:: Petikan Teks ::
Kalimat tersebut disampaikan I Dewa Gd Gilang Pratiwimba anak pertama Dewa Made Mustika (Dewo) saat pembukaan pameran tunggal “Ngunda Rasa”, Sabtu (8/6) malam di pelataran Sangkring art. Wimba mewakili adiknya yang masih duduk di bangku kelas 6 SD memberikan penjelasan proses karya dalam mempersiapkan pameran tunggal ketujuh Dewo.
Suasana pembukaan pameran tunggal Dewa Made Mustika bertajuk “Ngunda Rasa” di Sangkring art project, Sabtu (8/6) malam. (Foto : Moh. Jauhar al-Hakimi)
Wimba menambahkan pameran “Ngunda Rasa” berangkat dari kegelisahan Dewo pada keinginan anak keduanya yang akan kembali ke Bali untuk belajar seni tradisi Bali sebagai pondasi berkesenian nantinya. Sejak TK hingga kelas 6 SD, Dewo selalu mendampingi berkesenian anak keduanya yang memiliki ketertarikan pada seni tari, pedhalangan, serta karawitan. Kebetulan selain seni rupa, Dewo juga menguasai seni pertunjukan tradisi Bali yang diturunkan dari bapaknya.
Pameran tunggal “Ngunda Rasa. Gerak, Nada, dan Rupa” berlangsung di Sangkring art project 8-15 Juni 2024 dibuka oleh M. Dwi Marianto (pengajar Seni Rupa ISI Yogyakarta) Sabtu (8/6) malam.
Diakui Dewo selama pendampingan anak keduanya dia lebih banyak menjadi rekan berkesenian dibanding sebagai pembimbing ataupun guru. Dari interaksi keduanya itulah kerap lahir karya-karya seni rupa yang dibuat Dewo. Intensi berinteraksi dalam tiga tahun terakhir itulah yang dipamerkan dalam “Ngunda Rasa”.

:: Persyaratan Tugas 1 ::
Sebutkan semua bidang seni yang, menurut petikan tentang pameran “Ngunda Rasa”, diminati oleh anak kedua Dewo.
Catatan berikut tidak berkaitan dengan petikan di atas.

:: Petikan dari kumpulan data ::
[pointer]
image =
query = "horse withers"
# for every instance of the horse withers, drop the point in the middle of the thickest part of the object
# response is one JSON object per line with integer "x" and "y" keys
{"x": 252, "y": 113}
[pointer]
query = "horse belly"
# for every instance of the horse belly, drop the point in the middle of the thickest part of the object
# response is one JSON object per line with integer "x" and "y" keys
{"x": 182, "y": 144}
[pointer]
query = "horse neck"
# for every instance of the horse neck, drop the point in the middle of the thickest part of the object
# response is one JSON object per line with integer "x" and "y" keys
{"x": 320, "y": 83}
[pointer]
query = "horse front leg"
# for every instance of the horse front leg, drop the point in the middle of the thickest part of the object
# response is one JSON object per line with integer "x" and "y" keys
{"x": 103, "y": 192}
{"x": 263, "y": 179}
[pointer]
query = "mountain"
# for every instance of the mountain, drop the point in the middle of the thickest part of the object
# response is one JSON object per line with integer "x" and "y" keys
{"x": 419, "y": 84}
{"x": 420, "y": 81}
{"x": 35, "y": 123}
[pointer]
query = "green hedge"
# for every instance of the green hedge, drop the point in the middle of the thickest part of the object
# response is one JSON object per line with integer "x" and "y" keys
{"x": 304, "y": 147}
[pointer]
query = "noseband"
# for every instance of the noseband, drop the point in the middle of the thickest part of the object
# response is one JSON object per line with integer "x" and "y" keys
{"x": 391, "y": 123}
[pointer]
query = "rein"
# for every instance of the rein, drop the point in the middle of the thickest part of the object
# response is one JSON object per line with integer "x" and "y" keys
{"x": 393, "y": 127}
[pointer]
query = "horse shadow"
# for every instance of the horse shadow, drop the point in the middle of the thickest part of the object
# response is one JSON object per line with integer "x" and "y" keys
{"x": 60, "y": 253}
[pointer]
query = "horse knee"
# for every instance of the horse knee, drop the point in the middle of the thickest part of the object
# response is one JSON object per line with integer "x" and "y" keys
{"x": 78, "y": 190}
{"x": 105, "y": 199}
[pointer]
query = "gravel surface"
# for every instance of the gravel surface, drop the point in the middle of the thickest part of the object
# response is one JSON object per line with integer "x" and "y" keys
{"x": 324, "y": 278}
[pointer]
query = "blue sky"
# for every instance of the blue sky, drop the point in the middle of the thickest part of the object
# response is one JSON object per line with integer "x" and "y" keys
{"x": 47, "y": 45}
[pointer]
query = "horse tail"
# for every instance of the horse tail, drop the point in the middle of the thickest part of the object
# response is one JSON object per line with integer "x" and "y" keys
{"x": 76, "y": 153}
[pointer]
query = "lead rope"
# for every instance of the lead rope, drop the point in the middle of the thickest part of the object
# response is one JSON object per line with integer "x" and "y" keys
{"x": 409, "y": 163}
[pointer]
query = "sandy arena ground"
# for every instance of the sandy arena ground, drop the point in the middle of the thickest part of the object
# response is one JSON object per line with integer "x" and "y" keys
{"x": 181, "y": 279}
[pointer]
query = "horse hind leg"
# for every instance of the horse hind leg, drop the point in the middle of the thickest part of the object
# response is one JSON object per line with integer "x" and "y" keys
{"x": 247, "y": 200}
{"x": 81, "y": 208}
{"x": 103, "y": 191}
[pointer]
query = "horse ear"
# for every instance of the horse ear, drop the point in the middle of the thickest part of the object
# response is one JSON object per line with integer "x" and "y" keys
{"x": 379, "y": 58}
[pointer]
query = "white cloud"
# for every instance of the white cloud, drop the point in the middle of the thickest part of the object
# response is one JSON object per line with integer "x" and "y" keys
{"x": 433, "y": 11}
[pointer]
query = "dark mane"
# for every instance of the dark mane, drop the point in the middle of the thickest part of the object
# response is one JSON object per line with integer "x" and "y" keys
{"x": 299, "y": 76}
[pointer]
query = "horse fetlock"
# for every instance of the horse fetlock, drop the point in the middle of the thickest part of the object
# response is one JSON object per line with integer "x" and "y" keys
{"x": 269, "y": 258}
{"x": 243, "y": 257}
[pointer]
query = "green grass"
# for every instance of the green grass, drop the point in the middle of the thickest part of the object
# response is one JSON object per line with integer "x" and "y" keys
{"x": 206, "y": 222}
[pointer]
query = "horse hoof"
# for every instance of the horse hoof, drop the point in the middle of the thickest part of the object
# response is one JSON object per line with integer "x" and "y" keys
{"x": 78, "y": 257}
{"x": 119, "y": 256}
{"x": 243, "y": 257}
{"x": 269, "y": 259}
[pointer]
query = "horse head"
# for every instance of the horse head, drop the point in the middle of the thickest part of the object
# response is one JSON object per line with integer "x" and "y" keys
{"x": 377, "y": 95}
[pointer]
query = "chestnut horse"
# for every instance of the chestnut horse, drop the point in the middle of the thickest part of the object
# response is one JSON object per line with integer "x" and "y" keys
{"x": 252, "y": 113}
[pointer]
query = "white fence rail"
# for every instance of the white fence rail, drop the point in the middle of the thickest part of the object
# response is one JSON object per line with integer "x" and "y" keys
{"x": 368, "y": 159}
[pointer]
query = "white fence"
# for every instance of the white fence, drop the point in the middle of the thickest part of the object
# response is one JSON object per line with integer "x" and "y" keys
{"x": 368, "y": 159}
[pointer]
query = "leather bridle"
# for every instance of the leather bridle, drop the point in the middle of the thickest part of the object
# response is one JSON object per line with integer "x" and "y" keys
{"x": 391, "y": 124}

:: Persyaratan Tugas 2 ::
Hitung banyaknya baris dalam catatan yang memuat kata "cloud", dengan membedakan huruf besar dan huruf kecil. Tuliskan angkanya saja.

:: Jawaban Tugas 1 ::
Seni tari, pedhalangan, dan karawitan.

:: Jawaban Tugas 2 ::
2